(Object location entries for images)
━━━━━━━━

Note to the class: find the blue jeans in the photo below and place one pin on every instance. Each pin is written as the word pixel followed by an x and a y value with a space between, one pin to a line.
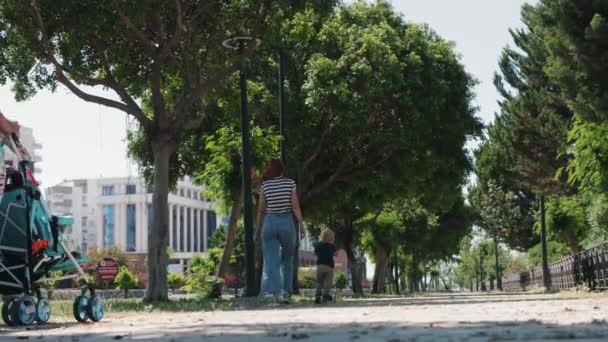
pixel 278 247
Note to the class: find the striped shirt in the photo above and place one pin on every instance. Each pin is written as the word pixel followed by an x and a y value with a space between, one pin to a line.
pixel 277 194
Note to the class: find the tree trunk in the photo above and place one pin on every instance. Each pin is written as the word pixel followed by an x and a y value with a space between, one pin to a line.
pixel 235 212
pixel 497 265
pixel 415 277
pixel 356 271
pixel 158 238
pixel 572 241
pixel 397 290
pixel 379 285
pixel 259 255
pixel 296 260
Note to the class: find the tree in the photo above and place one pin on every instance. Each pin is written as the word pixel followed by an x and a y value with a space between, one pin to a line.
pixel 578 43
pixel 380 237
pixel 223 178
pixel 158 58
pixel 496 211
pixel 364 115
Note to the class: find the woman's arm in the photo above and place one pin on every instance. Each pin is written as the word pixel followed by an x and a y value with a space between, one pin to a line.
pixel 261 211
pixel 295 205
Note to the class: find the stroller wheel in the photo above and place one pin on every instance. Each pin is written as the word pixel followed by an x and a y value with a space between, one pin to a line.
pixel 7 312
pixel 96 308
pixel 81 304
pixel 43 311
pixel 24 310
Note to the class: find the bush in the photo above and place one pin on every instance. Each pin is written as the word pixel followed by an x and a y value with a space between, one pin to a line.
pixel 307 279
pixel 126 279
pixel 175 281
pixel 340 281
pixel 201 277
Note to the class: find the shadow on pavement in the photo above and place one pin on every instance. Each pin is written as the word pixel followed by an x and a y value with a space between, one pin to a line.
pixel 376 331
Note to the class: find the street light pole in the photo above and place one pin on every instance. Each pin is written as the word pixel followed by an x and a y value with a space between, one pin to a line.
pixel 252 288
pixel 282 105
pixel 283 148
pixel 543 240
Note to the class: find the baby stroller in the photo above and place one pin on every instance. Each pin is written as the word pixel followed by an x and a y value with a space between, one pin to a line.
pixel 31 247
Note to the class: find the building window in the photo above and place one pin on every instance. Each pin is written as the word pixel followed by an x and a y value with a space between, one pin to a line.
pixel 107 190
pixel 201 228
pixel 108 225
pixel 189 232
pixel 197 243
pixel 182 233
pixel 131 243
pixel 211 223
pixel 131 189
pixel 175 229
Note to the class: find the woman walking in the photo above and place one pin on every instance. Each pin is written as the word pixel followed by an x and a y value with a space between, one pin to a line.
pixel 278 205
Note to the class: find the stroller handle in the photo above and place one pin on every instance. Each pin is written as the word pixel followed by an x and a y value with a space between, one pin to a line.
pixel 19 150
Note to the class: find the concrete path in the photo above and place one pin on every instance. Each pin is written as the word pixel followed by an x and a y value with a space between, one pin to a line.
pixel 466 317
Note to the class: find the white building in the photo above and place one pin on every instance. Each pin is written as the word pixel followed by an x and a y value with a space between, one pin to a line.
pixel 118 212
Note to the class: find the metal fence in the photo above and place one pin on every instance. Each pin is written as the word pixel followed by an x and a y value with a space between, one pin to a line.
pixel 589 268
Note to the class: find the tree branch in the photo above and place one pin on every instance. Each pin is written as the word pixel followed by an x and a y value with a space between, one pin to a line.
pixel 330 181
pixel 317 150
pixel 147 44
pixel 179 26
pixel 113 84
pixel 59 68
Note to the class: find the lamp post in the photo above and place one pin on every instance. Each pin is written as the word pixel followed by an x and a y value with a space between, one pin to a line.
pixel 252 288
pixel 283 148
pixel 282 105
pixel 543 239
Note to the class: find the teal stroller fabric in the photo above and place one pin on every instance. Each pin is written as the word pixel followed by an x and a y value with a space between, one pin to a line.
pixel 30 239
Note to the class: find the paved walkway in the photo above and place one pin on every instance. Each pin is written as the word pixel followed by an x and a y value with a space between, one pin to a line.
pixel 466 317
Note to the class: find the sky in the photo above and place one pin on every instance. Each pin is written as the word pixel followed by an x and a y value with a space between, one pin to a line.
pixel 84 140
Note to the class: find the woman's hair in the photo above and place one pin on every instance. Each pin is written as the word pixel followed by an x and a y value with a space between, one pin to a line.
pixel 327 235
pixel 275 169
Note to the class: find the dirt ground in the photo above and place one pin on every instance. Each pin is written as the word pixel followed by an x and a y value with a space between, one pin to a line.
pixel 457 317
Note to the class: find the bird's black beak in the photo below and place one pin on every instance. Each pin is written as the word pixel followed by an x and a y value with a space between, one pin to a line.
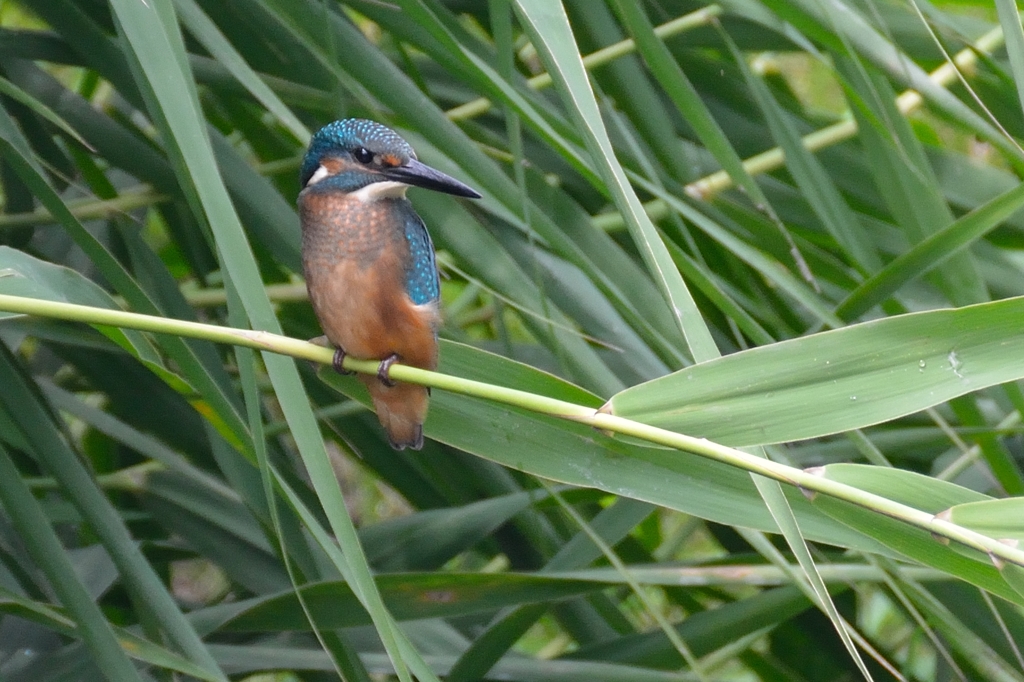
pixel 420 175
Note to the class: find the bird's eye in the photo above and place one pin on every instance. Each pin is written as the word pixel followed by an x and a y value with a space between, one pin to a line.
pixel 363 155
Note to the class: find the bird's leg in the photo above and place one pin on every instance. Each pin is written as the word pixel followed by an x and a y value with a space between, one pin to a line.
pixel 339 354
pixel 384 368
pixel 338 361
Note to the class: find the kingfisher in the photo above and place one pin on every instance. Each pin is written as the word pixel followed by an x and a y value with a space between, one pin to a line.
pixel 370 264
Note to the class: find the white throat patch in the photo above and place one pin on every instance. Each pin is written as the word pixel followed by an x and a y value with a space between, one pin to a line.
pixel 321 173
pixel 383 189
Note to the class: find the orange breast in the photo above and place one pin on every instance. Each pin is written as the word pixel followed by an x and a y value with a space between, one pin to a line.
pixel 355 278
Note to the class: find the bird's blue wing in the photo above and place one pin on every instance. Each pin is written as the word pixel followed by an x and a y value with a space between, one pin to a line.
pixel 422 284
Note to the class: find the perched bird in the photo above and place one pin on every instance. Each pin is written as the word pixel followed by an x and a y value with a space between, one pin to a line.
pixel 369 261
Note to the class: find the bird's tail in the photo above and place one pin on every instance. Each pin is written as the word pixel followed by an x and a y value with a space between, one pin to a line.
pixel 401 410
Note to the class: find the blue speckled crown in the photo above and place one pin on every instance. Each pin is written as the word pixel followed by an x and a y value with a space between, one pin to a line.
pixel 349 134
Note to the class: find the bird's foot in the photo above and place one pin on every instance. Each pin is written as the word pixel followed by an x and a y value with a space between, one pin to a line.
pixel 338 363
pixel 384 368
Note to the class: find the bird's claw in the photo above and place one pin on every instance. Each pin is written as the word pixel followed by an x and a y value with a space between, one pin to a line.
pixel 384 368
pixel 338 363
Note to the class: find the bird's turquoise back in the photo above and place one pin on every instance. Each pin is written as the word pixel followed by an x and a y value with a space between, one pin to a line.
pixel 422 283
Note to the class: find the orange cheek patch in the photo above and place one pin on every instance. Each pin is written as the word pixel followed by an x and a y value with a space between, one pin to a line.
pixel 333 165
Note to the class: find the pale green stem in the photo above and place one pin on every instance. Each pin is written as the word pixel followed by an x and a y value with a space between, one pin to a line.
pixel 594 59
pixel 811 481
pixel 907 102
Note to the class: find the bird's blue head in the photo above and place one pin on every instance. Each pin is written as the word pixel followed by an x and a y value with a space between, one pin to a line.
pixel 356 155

━━━━━━━━

**WORK REQUIRED**
Format all of the data above as a JSON list of strings, with one string for each line and blank lines omitted. Leave the pictures out of your answer.

**SOLUTION TO THE EXERCISE**
[
  "Note to the class: find the blue jeans in the photo below and place one pin on every instance. Each pin is written as the word pixel followed by an x and a y value with a space between, one pin to a line.",
  "pixel 278 247",
  "Note to the class: find the striped shirt in the photo above and place one pin on every instance. Each pin is written as the word pixel followed by an x and a y value with a space between, one pin to a line.",
  "pixel 277 194",
  "Note to the class: find the tree trunk in the photo above and place one pin on every instance. Each pin is written as the word pixel followed by an x and a y value with a space between, one pin to a line.",
  "pixel 235 212",
  "pixel 497 265",
  "pixel 415 277",
  "pixel 356 271",
  "pixel 158 238",
  "pixel 572 241",
  "pixel 397 290",
  "pixel 379 285",
  "pixel 259 255",
  "pixel 296 260",
  "Note to the class: find the tree in the photo above and place one pin on every instance. Each pin is written as the word pixel followed by an x and a y value with a space between, one pin to a line.",
  "pixel 578 43",
  "pixel 380 237",
  "pixel 223 178",
  "pixel 158 58",
  "pixel 496 211",
  "pixel 364 115",
  "Note to the class: find the woman's arm in the photo above and place one pin on every instance. Each pin is written as the word pixel followed by an x and a y value with a space between, one pin to a line.",
  "pixel 261 211",
  "pixel 295 205",
  "Note to the class: find the stroller wheel in the photo above and place one pin on every instance. Each pin is written as the word pixel followed by an x and a y value with a space between, one pin to a line.",
  "pixel 7 312",
  "pixel 96 308",
  "pixel 81 304",
  "pixel 43 311",
  "pixel 24 310",
  "Note to the class: find the bush in the photo above and place one pin on every instance. Each pin is written as the word pixel followed by an x and a y value with a space between, one pin to a line.",
  "pixel 307 279",
  "pixel 126 279",
  "pixel 175 281",
  "pixel 340 281",
  "pixel 201 277",
  "Note to the class: find the shadow on pavement in the photo above and place one pin on every instance. Each pin is written as the word pixel followed by an x and a y value with a space between, one pin to a line.",
  "pixel 376 331",
  "Note to the class: find the street light pole in the photo above and place one pin on every instance. Each pin is written as the word pixel followed by an x and a y value with a space between, one pin to a line.",
  "pixel 252 288",
  "pixel 282 105",
  "pixel 283 148",
  "pixel 543 240",
  "Note to the class: find the baby stroller in the photo above and place one pin on every instance. Each pin is written as the word pixel followed by an x and a y value with a space between, one pin to a line.",
  "pixel 31 247",
  "Note to the class: find the building window in the photo above and place one pin on every instance. Each pin is written as the word pixel followed by an x and a y value with a space between, one pin to a line.",
  "pixel 107 190",
  "pixel 201 228",
  "pixel 108 225",
  "pixel 189 232",
  "pixel 197 243",
  "pixel 182 233",
  "pixel 131 243",
  "pixel 211 223",
  "pixel 131 189",
  "pixel 175 229",
  "Note to the class: find the woman walking in the photo above and place one pin on every instance. Each pin is written as the word pixel followed by an x and a y value with a space between, one pin to a line.",
  "pixel 278 205",
  "Note to the class: find the stroller handle in the photo above and place one pin on every instance. Each pin is written as the word pixel followed by an x and a y value with a space between, one pin to a line.",
  "pixel 19 150",
  "Note to the class: find the concrete path in the photo above and place one pin on every instance. Each pin is written as the word pixel followed by an x and a y value with a space between, one pin to a line.",
  "pixel 466 317",
  "Note to the class: find the white building in the photo above and place one pin on every instance. Each pin is written as the word pixel followed by an x and a y value with a space between, one pin to a line.",
  "pixel 118 212",
  "Note to the class: find the metal fence in the photo above and place one pin on every instance. Each pin is written as the word pixel followed by an x and a y value with a space between, one pin to a line.",
  "pixel 589 268",
  "Note to the class: find the tree branch in the photo above and place one pin on every instance. Each pin is written as the word pixel followed by an x and a y value with a space between, one pin to a line.",
  "pixel 330 181",
  "pixel 317 150",
  "pixel 147 44",
  "pixel 179 26",
  "pixel 113 84",
  "pixel 59 68",
  "Note to the class: find the lamp post in the photo above and place one pin on every instance. Each pin is written as the word pixel followed by an x and a y value with a space between, one pin to a line.",
  "pixel 252 288",
  "pixel 283 148",
  "pixel 282 105",
  "pixel 543 239",
  "Note to the class: find the teal stroller fabric in the photo above and place one pin on every instance. Each pin is written as the word pixel followed by an x and a y value with a space between, one pin to a line.",
  "pixel 30 239",
  "Note to the class: find the paved walkway in the photo above and place one pin on every instance. Each pin is written as the word pixel followed by an x and a y value with a space between, one pin to a line.",
  "pixel 466 317",
  "Note to the class: find the sky in the photo above and place one pin on every instance. Each pin is written as the word pixel followed by an x and a y value with a space between, one pin to a line.",
  "pixel 84 140",
  "Note to the class: find the woman's hair in the photo above and place one pin on every instance. Each pin is written as the word pixel followed by an x and a y value with a space between, one pin to a line.",
  "pixel 327 235",
  "pixel 275 169",
  "Note to the class: find the dirt ground in the photo above and place one pin on every instance. Each pin is written as the word pixel followed by an x and a y value with a space between, one pin to a line.",
  "pixel 457 317",
  "Note to the class: find the bird's black beak in the photo below and place one pin on every instance. Each pin is written as the word pixel followed by an x and a y value with a space between, one pin to a line.",
  "pixel 420 175",
  "Note to the class: find the bird's eye in the photo above and place one pin on every instance. Each pin is written as the word pixel followed by an x and a y value with a space between, one pin to a line.",
  "pixel 363 155",
  "Note to the class: find the bird's leg in the photo above and place one pin on every instance. Each pin is written as the word pixel followed by an x and a y value with a space between, one pin to a line.",
  "pixel 339 354",
  "pixel 384 368",
  "pixel 338 361",
  "Note to the class: find the kingfisher in the photo above and place one pin on every instance. Each pin is written as the word pixel followed by an x and a y value with a space between, one pin to a line.",
  "pixel 370 264",
  "Note to the class: find the white throat patch in the photo above and place one pin on every instance. Each pin is written as the word pixel followed by an x and a y value with a space between, one pin to a line.",
  "pixel 321 173",
  "pixel 383 189",
  "Note to the class: find the orange breast in the photo above and place one pin on every instance. Each pin is written as the word pixel followed by an x and a y value with a space between, one pin to a line.",
  "pixel 355 278",
  "Note to the class: find the bird's blue wing in the photo above and place one pin on every instance. Each pin is written as the word pixel followed by an x and a y value with a space between, one pin to a line.",
  "pixel 422 284",
  "Note to the class: find the perched bird in the photo above and place one pin on every instance. Each pin is written as the word pixel followed by an x and a y value with a space between, one pin to a line.",
  "pixel 369 261",
  "Note to the class: find the bird's tail in the photo above and place one pin on every instance. Each pin is written as the word pixel followed by an x and a y value with a space between, one pin to a line.",
  "pixel 401 410",
  "Note to the class: find the blue speckled crown in the photo above and place one pin on every instance. Each pin is written as the word pixel followed by an x and a y value with a space between, one pin to a line.",
  "pixel 349 134",
  "Note to the class: find the bird's foot in the photo above and place one pin on every instance. Each pin is written as the word pixel followed by an x and a y value with a space between, one pin to a line.",
  "pixel 338 363",
  "pixel 384 368",
  "Note to the class: find the bird's claw in the photo above and place one pin on every instance. Each pin is written as the word pixel followed by an x and a y value with a space between, one pin to a line.",
  "pixel 384 368",
  "pixel 338 363",
  "Note to the class: find the bird's turquoise back in the photo above and place one pin on every instance. Each pin is written as the word pixel followed by an x and a y value with a space between, one pin to a line.",
  "pixel 422 283",
  "Note to the class: find the orange cheek patch in the photo above and place one pin on every instance. Each pin is written as the word pixel followed by an x and a y value with a space between, one pin to a line.",
  "pixel 333 165",
  "Note to the class: find the pale green stem in the photo above and place one pin on every instance. Each pin is written as the word pixel followed by an x and a y value with a space between, one pin to a line.",
  "pixel 594 59",
  "pixel 811 481",
  "pixel 907 102",
  "Note to the class: find the bird's blue head in the photo above and place one pin on every instance. Each pin is written as the word pixel followed by an x and a y value with a space between, one pin to a line.",
  "pixel 356 155"
]